(Excerpted text)

It’s a winter morning in California, but it feels like spring is coming in Oak Park, an unincorporated community in Ventura County, just north of Agoura Hills along the Los Angeles County border. Bok choy seedlings are pushing through the soil in the greenhouse at Oak Hills Elementary School; at Medea Creek Middle School, sunshine and fresh air are filtering through the large, open glass doors of the shipping container- cum-classrooms; and tidy rows of student lockers line the walls of outdoor shade structures at Oak Park High School. The only thing missing: the kids.
Oak Park Unified Superintendent and former USC Rossier adjunct professor of education Anthony Knight EdD ’06 is surveying several of the schools in the district, largely rendered vacant due to the COVID-19 pandemic and the shift to remote learning. Knight, who recently announced his retirement, has a visible joy for and intimate familiarity with the school grounds he’s worked at for nearly 40 years—as a teacher, principal, director of curriculum and instruction, and, for the last 17 years, superintendent. He winds through the hilly streets of Oak Park, crisscrossing the landscape nestled between the canyons of Malibu and Palo Comado to visit the high school, middle school and elementary school.
Knight’s achievements over the past few decades are visible in the spaces of the schools themselves. Each campus has a garden where kids cultivate vegetables that eventually end up on their lunch plates. One of Knight’s recent efforts, the recycled shipping containers that have been converted into classrooms, have replaced aging infrastructure at Oak Park High School and Medea Creek Middle School.
At Medea Creek, these new classrooms, built by Carson, California-based CRATE Modular, are filled with sustainable furniture from a company called Natural Pod, whose website describes its tables, chairs and shelving as “designed to foster creativity and innovation.” The classrooms feature large, glass doors at the front, and the learning space is not confined to the four walls. It spills out onto a sunny courtyard, where circular, outdoor workstations have been installed.
K–2 students were able to return to in-person learning at Oak Park Unified by early March. Knight was hopeful that all campuses would be open by mid-March, but that would depend on coronavirus rates continuing to decline.
Throughout the course of the COVID-19 pandemic, the Centers for Disease Control and Prevention has emphasized that outdoor activities are safer because coronavirus transmission rates drop substantially in outdoor settings. This fact of pandemic life has inspired people around the globe to escape the confines of their homes and rediscover nature, and it’s also stirred up interest in an idea commonly dismissed as niche and impractical: outdoor learning.

(End Excerpted text)
(Recorded data)

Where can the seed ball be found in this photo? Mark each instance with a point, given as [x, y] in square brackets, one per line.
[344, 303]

(End Recorded data)
(Recorded data)

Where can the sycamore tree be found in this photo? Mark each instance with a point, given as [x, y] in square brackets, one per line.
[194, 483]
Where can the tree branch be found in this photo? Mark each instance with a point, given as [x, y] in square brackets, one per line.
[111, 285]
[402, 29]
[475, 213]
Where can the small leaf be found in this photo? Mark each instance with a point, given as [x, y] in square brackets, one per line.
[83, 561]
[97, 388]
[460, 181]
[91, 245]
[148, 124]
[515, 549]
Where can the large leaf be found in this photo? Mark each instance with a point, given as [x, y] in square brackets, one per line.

(End Recorded data)

### Task to carry out
Continue the article about outdoor learning in Oak Park Unified's schools, starting right after its last sentence. The records are separate material with no connection to the profile of the Oak Park school district.

### Result below
The idea of teaching outside isn’t new, and in fact, explains PBS News Hour’s Christopher Booker in a segment on outdoor schooling efforts in California, at the beginning of the 20th century as tuberculous raged and the Spanish flu hit several years later, schools conducted classes outside—“on rooftops, on front porches, and even ferry boats—throughout the entire year.” As schools were forced to shut down last spring, a coalition of educators, including Knight, launched the National COVID-19 Outdoor Learning Initiative, which provides resources to support efforts to move learning outdoors.
And while this renewed interest has come largely as a result of the difficult circumstances brought on by the pandemic, there are other benefits to outdoor learning beyond lowering the risk of transmitting the coronavirus, from improving the social-emotional well-being of kids to giving students the environmental literacy skills they will need to navigate (and quite possibly save) a world struggling with the effects of climate change.
Stress and anxiety levels of kids were already high before the pandemic, and new data suggests that these rates have increased over the past year. Emergency-room visits associated with children and adolescents’ mental health are on the rise, and more school-age children are reporting feelings of depression.
“Being upset, anxious, nervous and losing our sense of possibility … are natural, adaptive reactions to being separated from the people who love and care about us, and from the communities in which we engage and build relationships and a sense of self,” USC Rossier Professor of Education, Psychology and Neuroscience Mary Helen Immordino-Yang, an expert on youth social-emotional development, explained in a recent webinar on the school safety net in the pandemic.
While schools must address the severe lack of counselors available to students, spending time outdoors can help lower stress and anxiety levels. Researchers from North Carolina State University recently found that spending time outside has helped adolescents counter some of the negative mental health impacts brought on by the pandemic, with 72 percent of those surveyed in the study reporting that outdoor recreation has helped them manage pandemic-induced stress. Time outside can also lead to better learning outcomes. Knight theorizes that nature’s effect on us, and particularly the effect of trees, likely has something to do with our evolution in them as primates. “If you’re looking at trees when you’re working, you become more productive,” Knight explains. “It lowers your blood pressure; it makes you more relaxed. And it deepens the learning.”
This doesn’t mean that schools need to be entirely outside, which would be logistically challenging for some in colder climes (though Knight points the reluctant to schools in Germany that operate outdoors year-round). Spending just 30 minutes or so out in nature, Knight says, can help prepare students to settle down for a math lesson. “It changes your attitude and makes the learning happen easier,” Knight says. A recent study found that third graders who attended a biology class outside “were significantly more engaged in their next instructional period on all measures than if they’d received biology lessons indoors.”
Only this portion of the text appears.